▶ WORK TO BE COMPLETED: Exactly as they appear, copy the lines of the listing from the one containing "Where can the corrugated" through the final line, both included, and nothing else.

Saved data entries
[start]

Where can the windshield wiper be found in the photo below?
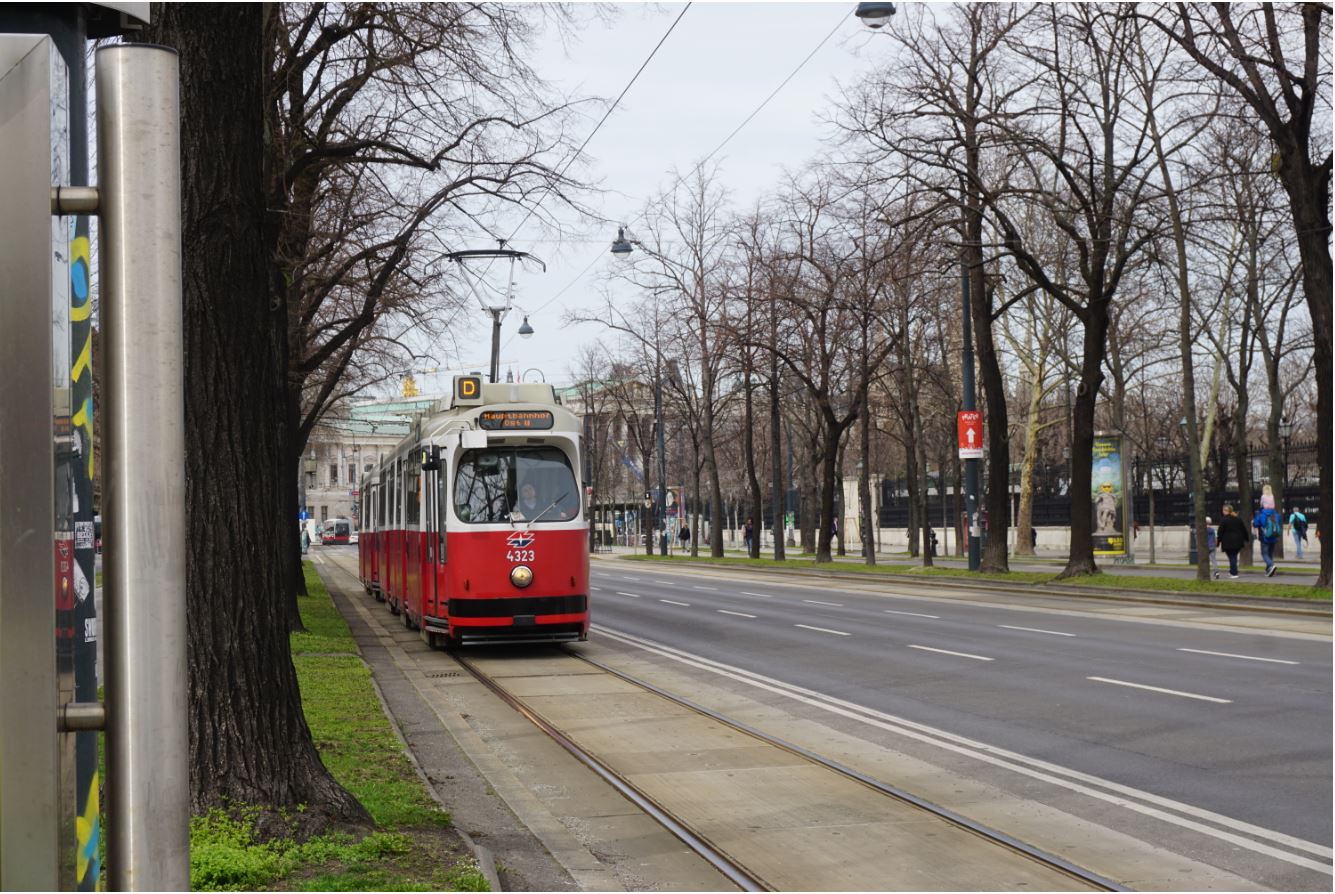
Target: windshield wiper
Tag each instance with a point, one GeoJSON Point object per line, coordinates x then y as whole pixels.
{"type": "Point", "coordinates": [549, 509]}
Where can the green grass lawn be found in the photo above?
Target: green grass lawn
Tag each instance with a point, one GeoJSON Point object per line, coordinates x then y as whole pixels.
{"type": "Point", "coordinates": [409, 847]}
{"type": "Point", "coordinates": [1033, 578]}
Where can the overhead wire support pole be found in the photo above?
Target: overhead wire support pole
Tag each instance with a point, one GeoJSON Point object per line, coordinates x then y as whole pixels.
{"type": "Point", "coordinates": [147, 713]}
{"type": "Point", "coordinates": [497, 311]}
{"type": "Point", "coordinates": [971, 402]}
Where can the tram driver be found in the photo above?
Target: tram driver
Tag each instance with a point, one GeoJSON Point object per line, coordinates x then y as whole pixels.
{"type": "Point", "coordinates": [526, 507]}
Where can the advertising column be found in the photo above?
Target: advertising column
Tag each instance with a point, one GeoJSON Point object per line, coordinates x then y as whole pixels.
{"type": "Point", "coordinates": [1108, 495]}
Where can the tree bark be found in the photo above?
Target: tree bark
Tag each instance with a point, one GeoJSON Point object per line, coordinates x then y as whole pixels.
{"type": "Point", "coordinates": [1082, 449]}
{"type": "Point", "coordinates": [756, 513]}
{"type": "Point", "coordinates": [248, 739]}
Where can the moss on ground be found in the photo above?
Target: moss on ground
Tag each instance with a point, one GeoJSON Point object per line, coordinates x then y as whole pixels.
{"type": "Point", "coordinates": [410, 847]}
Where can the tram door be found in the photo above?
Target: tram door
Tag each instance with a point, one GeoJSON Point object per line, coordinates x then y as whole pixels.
{"type": "Point", "coordinates": [434, 507]}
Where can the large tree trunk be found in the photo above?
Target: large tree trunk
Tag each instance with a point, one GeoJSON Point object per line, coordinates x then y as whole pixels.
{"type": "Point", "coordinates": [248, 741]}
{"type": "Point", "coordinates": [829, 459]}
{"type": "Point", "coordinates": [1024, 523]}
{"type": "Point", "coordinates": [1082, 449]}
{"type": "Point", "coordinates": [1314, 231]}
{"type": "Point", "coordinates": [997, 427]}
{"type": "Point", "coordinates": [756, 510]}
{"type": "Point", "coordinates": [1308, 194]}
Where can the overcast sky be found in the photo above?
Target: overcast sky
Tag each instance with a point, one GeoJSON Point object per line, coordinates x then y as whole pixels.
{"type": "Point", "coordinates": [718, 64]}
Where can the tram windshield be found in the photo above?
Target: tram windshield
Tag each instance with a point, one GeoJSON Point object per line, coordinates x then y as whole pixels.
{"type": "Point", "coordinates": [515, 485]}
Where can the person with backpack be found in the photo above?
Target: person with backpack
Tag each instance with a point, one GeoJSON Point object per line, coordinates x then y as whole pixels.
{"type": "Point", "coordinates": [1232, 537]}
{"type": "Point", "coordinates": [1298, 527]}
{"type": "Point", "coordinates": [1268, 530]}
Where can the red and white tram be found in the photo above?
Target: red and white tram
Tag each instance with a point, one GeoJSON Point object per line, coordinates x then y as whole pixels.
{"type": "Point", "coordinates": [473, 530]}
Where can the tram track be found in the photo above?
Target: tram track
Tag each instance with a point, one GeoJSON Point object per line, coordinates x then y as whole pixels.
{"type": "Point", "coordinates": [746, 877]}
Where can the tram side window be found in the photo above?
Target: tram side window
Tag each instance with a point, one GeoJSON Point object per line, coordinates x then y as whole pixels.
{"type": "Point", "coordinates": [382, 494]}
{"type": "Point", "coordinates": [411, 495]}
{"type": "Point", "coordinates": [515, 485]}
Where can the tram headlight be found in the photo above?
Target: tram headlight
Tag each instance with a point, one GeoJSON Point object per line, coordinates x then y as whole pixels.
{"type": "Point", "coordinates": [521, 575]}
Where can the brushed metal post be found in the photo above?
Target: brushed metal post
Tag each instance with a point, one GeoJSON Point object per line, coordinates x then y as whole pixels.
{"type": "Point", "coordinates": [30, 811]}
{"type": "Point", "coordinates": [144, 517]}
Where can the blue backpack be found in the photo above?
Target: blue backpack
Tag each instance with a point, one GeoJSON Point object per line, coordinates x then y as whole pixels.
{"type": "Point", "coordinates": [1270, 526]}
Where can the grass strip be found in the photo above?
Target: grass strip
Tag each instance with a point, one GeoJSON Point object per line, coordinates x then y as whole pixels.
{"type": "Point", "coordinates": [1032, 578]}
{"type": "Point", "coordinates": [409, 849]}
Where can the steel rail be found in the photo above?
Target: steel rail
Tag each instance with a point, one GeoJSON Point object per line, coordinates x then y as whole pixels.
{"type": "Point", "coordinates": [734, 871]}
{"type": "Point", "coordinates": [1000, 838]}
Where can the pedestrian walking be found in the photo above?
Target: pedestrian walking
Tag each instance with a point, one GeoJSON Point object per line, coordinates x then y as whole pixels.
{"type": "Point", "coordinates": [1298, 527]}
{"type": "Point", "coordinates": [1211, 545]}
{"type": "Point", "coordinates": [1232, 537]}
{"type": "Point", "coordinates": [1268, 530]}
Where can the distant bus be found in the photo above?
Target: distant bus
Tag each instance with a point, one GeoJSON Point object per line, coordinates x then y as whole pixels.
{"type": "Point", "coordinates": [337, 531]}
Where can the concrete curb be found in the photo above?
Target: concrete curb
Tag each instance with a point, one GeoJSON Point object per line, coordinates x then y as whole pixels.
{"type": "Point", "coordinates": [1267, 605]}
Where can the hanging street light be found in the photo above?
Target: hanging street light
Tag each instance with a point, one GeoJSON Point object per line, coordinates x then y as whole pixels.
{"type": "Point", "coordinates": [875, 15]}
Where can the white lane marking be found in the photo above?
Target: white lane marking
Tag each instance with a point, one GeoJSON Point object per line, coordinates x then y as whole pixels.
{"type": "Point", "coordinates": [1251, 658]}
{"type": "Point", "coordinates": [1158, 689]}
{"type": "Point", "coordinates": [1084, 783]}
{"type": "Point", "coordinates": [837, 633]}
{"type": "Point", "coordinates": [1036, 630]}
{"type": "Point", "coordinates": [947, 651]}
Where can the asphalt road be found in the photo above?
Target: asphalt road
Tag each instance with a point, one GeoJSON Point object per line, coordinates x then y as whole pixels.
{"type": "Point", "coordinates": [1223, 727]}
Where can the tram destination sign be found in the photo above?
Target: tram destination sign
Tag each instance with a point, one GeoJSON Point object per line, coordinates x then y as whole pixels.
{"type": "Point", "coordinates": [515, 419]}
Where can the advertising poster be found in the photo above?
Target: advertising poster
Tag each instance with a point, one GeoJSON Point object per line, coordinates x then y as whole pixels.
{"type": "Point", "coordinates": [1110, 517]}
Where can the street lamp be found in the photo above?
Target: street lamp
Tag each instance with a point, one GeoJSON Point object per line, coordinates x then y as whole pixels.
{"type": "Point", "coordinates": [875, 15]}
{"type": "Point", "coordinates": [497, 311]}
{"type": "Point", "coordinates": [1286, 431]}
{"type": "Point", "coordinates": [621, 246]}
{"type": "Point", "coordinates": [1192, 557]}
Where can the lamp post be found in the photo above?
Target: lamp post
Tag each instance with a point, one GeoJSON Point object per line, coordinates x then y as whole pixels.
{"type": "Point", "coordinates": [621, 246]}
{"type": "Point", "coordinates": [1286, 431]}
{"type": "Point", "coordinates": [497, 311]}
{"type": "Point", "coordinates": [1192, 557]}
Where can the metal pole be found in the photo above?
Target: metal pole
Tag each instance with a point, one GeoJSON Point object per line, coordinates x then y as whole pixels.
{"type": "Point", "coordinates": [31, 78]}
{"type": "Point", "coordinates": [971, 402]}
{"type": "Point", "coordinates": [147, 742]}
{"type": "Point", "coordinates": [662, 461]}
{"type": "Point", "coordinates": [495, 344]}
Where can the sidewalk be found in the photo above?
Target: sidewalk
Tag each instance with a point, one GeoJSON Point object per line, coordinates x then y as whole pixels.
{"type": "Point", "coordinates": [1168, 563]}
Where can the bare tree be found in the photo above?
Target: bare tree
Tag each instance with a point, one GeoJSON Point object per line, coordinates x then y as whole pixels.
{"type": "Point", "coordinates": [685, 243]}
{"type": "Point", "coordinates": [393, 130]}
{"type": "Point", "coordinates": [1082, 158]}
{"type": "Point", "coordinates": [1278, 59]}
{"type": "Point", "coordinates": [248, 739]}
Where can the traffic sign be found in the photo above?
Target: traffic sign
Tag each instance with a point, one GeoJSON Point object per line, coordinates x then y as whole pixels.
{"type": "Point", "coordinates": [971, 434]}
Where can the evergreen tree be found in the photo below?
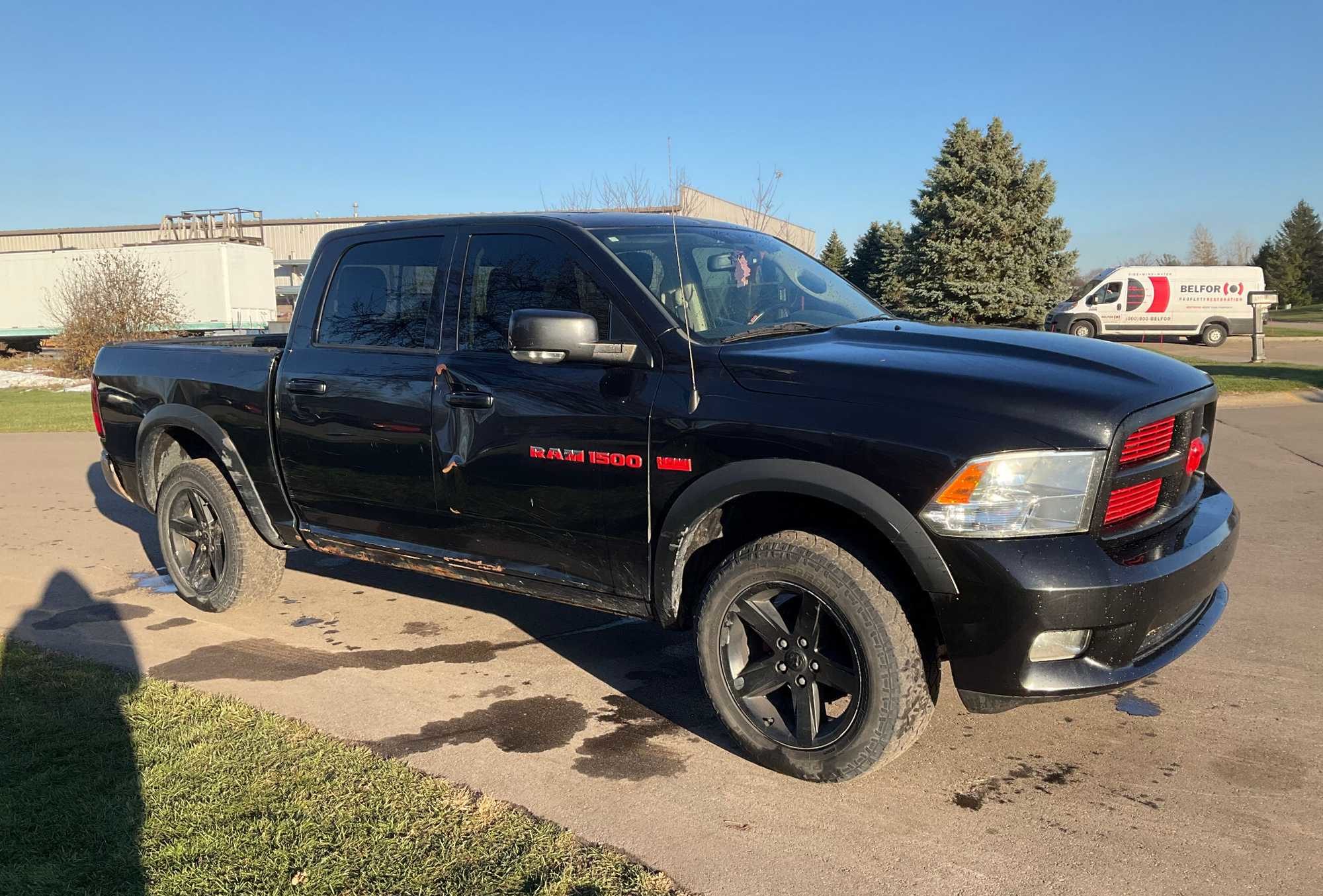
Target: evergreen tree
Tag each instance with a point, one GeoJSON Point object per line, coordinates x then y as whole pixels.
{"type": "Point", "coordinates": [984, 247]}
{"type": "Point", "coordinates": [1296, 258]}
{"type": "Point", "coordinates": [834, 254]}
{"type": "Point", "coordinates": [875, 266]}
{"type": "Point", "coordinates": [1203, 250]}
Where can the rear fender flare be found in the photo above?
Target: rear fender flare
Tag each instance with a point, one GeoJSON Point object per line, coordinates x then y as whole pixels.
{"type": "Point", "coordinates": [846, 489]}
{"type": "Point", "coordinates": [183, 417]}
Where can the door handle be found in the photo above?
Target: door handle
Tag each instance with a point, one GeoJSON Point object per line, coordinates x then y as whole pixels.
{"type": "Point", "coordinates": [308, 386]}
{"type": "Point", "coordinates": [470, 399]}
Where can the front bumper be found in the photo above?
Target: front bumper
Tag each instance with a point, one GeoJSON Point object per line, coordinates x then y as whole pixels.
{"type": "Point", "coordinates": [1146, 602]}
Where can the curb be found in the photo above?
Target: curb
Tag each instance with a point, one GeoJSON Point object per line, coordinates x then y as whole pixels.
{"type": "Point", "coordinates": [1271, 399]}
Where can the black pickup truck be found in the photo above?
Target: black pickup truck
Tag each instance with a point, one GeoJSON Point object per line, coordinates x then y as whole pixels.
{"type": "Point", "coordinates": [695, 423]}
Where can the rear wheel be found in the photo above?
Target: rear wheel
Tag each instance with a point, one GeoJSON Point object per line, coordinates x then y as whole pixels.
{"type": "Point", "coordinates": [1214, 335]}
{"type": "Point", "coordinates": [212, 551]}
{"type": "Point", "coordinates": [810, 660]}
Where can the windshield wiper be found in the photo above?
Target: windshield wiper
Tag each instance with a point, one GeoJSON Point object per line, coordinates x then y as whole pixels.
{"type": "Point", "coordinates": [773, 329]}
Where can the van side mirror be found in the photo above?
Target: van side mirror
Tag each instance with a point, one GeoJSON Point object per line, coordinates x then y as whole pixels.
{"type": "Point", "coordinates": [544, 336]}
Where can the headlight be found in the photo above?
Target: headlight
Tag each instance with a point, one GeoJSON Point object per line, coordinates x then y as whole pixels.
{"type": "Point", "coordinates": [1018, 493]}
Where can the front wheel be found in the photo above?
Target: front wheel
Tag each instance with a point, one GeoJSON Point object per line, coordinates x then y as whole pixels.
{"type": "Point", "coordinates": [810, 660]}
{"type": "Point", "coordinates": [1214, 336]}
{"type": "Point", "coordinates": [212, 551]}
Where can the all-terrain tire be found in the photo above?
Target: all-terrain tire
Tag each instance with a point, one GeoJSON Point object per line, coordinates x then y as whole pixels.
{"type": "Point", "coordinates": [249, 567]}
{"type": "Point", "coordinates": [898, 694]}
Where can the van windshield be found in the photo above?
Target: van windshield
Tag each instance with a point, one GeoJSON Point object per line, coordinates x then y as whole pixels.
{"type": "Point", "coordinates": [736, 280]}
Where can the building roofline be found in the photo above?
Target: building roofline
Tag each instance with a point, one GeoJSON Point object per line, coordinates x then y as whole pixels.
{"type": "Point", "coordinates": [364, 218]}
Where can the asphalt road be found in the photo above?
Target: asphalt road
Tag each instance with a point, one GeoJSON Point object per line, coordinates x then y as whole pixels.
{"type": "Point", "coordinates": [1205, 778]}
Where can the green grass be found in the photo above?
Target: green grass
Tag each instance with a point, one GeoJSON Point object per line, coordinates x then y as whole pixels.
{"type": "Point", "coordinates": [117, 786]}
{"type": "Point", "coordinates": [1234, 378]}
{"type": "Point", "coordinates": [38, 410]}
{"type": "Point", "coordinates": [1313, 313]}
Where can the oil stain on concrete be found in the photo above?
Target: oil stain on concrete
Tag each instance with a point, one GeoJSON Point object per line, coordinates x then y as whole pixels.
{"type": "Point", "coordinates": [628, 751]}
{"type": "Point", "coordinates": [93, 614]}
{"type": "Point", "coordinates": [267, 660]}
{"type": "Point", "coordinates": [1021, 779]}
{"type": "Point", "coordinates": [1132, 704]}
{"type": "Point", "coordinates": [530, 726]}
{"type": "Point", "coordinates": [170, 624]}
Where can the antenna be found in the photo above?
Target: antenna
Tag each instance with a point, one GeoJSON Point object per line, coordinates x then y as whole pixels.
{"type": "Point", "coordinates": [679, 270]}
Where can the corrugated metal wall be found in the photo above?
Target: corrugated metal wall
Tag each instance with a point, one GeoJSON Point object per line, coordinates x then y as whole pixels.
{"type": "Point", "coordinates": [704, 205]}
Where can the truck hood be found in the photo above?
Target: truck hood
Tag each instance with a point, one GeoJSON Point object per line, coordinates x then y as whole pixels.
{"type": "Point", "coordinates": [1063, 390]}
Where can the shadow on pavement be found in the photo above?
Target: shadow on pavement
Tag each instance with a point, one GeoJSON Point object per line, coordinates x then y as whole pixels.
{"type": "Point", "coordinates": [71, 805]}
{"type": "Point", "coordinates": [656, 669]}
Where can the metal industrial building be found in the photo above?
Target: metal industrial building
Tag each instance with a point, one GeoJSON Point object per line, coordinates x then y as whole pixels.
{"type": "Point", "coordinates": [293, 239]}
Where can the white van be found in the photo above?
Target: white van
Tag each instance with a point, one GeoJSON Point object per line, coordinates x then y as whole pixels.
{"type": "Point", "coordinates": [1206, 304]}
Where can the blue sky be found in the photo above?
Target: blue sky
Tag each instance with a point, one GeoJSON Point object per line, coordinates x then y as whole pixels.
{"type": "Point", "coordinates": [1153, 116]}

[end]

▶ FULL RESPONSE:
Where can the corrugated metal wall be found in the photo above?
Target: corrugated metal wall
Tag each instance with a point, one GeoJSON Point object per line, coordinates x then y as whole pixels.
{"type": "Point", "coordinates": [704, 205]}
Where can the truck hood be found in the photo above?
Target: truck hood
Tag each instance with a point, one GeoJSON Point object per line, coordinates x then y as whole pixels.
{"type": "Point", "coordinates": [1063, 390]}
Where can the shadow on pavement be found in the photo above?
Target: shadow on pavement
Tag each instance with a point, one GeoJSON Point object per line, coordinates x then y as whole pixels.
{"type": "Point", "coordinates": [71, 805]}
{"type": "Point", "coordinates": [656, 669]}
Where can the metal industrial building be found in the photo above?
Target: metal industrial building
Tag each instance with a point, one GeoJSON Point object per line, coordinates x then y as whole pixels.
{"type": "Point", "coordinates": [293, 239]}
Where can the white van be found in the photo above?
Target: white van
Tag each instance with a point, one GeoJSON Point object per line, coordinates x then y as whole pixels.
{"type": "Point", "coordinates": [1206, 304]}
Where can the blue sky be found in the photo above?
Target: blue sky
Tag each instance with a point, one GeoJSON Point object per line, coordinates x then y as whole pixels.
{"type": "Point", "coordinates": [1153, 116]}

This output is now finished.